→ Task to carry out:
Return the whole of the data exactly.

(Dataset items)
┌────────
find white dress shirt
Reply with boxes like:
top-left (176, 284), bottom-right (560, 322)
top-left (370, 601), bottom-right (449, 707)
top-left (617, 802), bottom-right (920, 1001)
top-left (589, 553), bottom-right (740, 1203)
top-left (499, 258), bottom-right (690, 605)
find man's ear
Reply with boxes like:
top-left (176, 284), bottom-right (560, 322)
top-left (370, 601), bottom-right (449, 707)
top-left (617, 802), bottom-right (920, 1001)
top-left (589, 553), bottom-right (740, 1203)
└────────
→ Exercise solution:
find white dress shirt
Reply with boxes like:
top-left (176, 284), bottom-right (560, 322)
top-left (370, 601), bottom-right (449, 707)
top-left (617, 802), bottom-right (920, 1001)
top-left (589, 553), bottom-right (740, 1203)
top-left (499, 258), bottom-right (690, 605)
find man's ear
Reply with boxes like:
top-left (176, 284), bottom-right (560, 322)
top-left (370, 601), bottom-right (449, 707)
top-left (617, 802), bottom-right (920, 1001)
top-left (589, 553), bottom-right (740, 1203)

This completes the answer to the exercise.